_PASSAGE FOR REVIEW_
■ ■ ■

National holiday on 17 July

Constitution Day or Jeheonjeol in South Korea is observed on 17 July, the day that the first South Korean constitution was proclaimed in 1948. The date was deliberately chosen to match the founding date of 17 July of the Joseon dynasty.

==Background==
Although the Korean Peninsula was liberated from Japanese rule by the Allies after the end of World War II on 15 August 1945, it was caught in the middle of a Cold War power struggle between the Soviet Union and the United States. It took until 1948 for a democratic election for National Assembly members to be held in South Korea. The elected assembly members set upon creating a constitution, and decided upon a presidential and unicameral system. The constitution was formally adopted on 12 July 1948 and promulgated by South Korean President Syngman Rhee on 17 July 1948.

==History==
Constitution Day was proclaimed to be a South Korean national holiday on 1 October 1949, with the creation of the National Holiday Law.

Between 2008 and 2025 inclusive, Constitution Day in South Korea was not celebrated as a no-work public holiday, following the restructure of laws regarding the public sector with a 40-hour work week. As a result, South Korea no longer had any official public holiday celebrating the nation of South Korea itself or its institutions. It remained, however, a national holiday for commemoration.

■ ■ ■

[Dataset entries]
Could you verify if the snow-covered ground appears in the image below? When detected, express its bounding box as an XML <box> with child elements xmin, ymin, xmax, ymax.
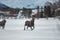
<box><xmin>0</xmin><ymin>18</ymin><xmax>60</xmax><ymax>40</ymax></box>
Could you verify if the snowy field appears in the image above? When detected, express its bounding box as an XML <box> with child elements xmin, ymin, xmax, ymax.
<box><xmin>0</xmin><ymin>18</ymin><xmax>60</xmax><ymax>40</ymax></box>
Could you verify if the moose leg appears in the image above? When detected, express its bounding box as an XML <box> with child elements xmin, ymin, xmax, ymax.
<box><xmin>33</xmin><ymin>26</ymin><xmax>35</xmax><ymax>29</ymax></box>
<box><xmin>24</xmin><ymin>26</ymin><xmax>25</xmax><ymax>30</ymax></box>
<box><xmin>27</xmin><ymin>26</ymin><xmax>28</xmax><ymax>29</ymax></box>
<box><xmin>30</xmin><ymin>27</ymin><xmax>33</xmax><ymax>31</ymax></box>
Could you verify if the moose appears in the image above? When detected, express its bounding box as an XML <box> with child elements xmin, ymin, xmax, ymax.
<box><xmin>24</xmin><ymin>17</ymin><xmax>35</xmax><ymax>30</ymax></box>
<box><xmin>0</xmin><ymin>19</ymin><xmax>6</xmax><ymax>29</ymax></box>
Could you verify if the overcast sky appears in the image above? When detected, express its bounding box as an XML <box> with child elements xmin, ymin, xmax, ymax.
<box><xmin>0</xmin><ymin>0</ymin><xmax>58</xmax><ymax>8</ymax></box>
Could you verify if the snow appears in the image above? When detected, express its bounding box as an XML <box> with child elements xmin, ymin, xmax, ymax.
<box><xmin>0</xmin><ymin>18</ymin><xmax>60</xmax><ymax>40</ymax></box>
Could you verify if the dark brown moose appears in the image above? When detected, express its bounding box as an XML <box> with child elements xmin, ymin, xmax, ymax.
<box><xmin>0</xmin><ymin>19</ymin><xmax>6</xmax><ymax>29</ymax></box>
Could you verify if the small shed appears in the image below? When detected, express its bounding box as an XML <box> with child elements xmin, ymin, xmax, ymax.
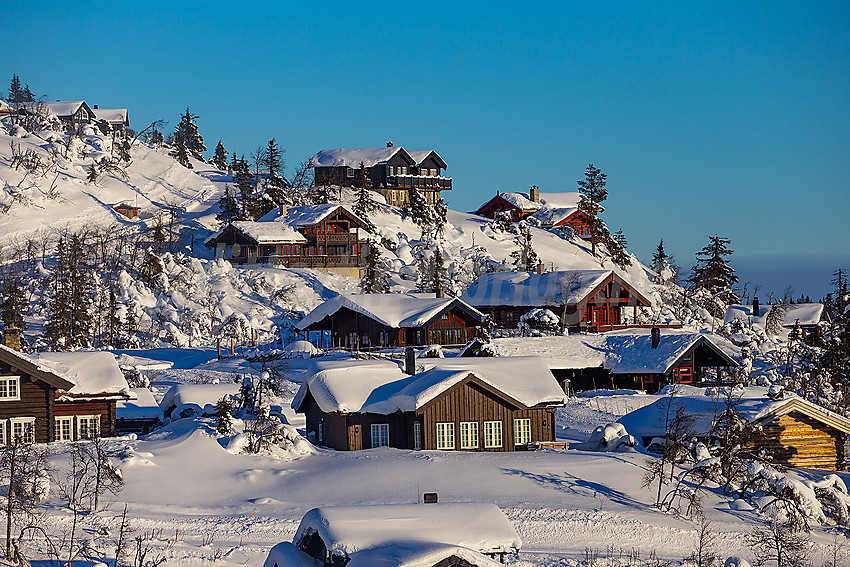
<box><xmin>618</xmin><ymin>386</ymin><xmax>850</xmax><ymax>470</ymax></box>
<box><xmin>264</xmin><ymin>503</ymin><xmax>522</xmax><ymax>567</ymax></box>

■ ■ ■

_REQUIRED WORK_
1. Rewrite the Constitution Day passage from the words "Between 2008 and" through "holiday for commemoration.", putting "day off" in place of "no-work public holiday".
2. According to the Constitution Day passage, on what date was Constitution Day proclaimed a South Korean national holiday?
3. Translate this sentence from the Constitution Day passage into Spanish: "The constitution was formally adopted on 12 July 1948 and promulgated by South Korean President Syngman Rhee on 17 July 1948."
None of these lines are needed for the work here.

_ANSWERS PROVIDED_
1.
Between 2008 and 2025 inclusive, Constitution Day in South Korea was not celebrated as a day off, following the restructure of laws regarding the public sector with a 40-hour work week. As a result, South Korea no longer had any official public holiday celebrating the nation of South Korea itself or its institutions. It remained, however, a national holiday for commemoration.

2. 1 October 1949

3. La constitución fue adoptada formalmente el 12 de julio de 1948 y promulgada por el presidente surcoreano Syngman Rhee el 17 de julio de 1948.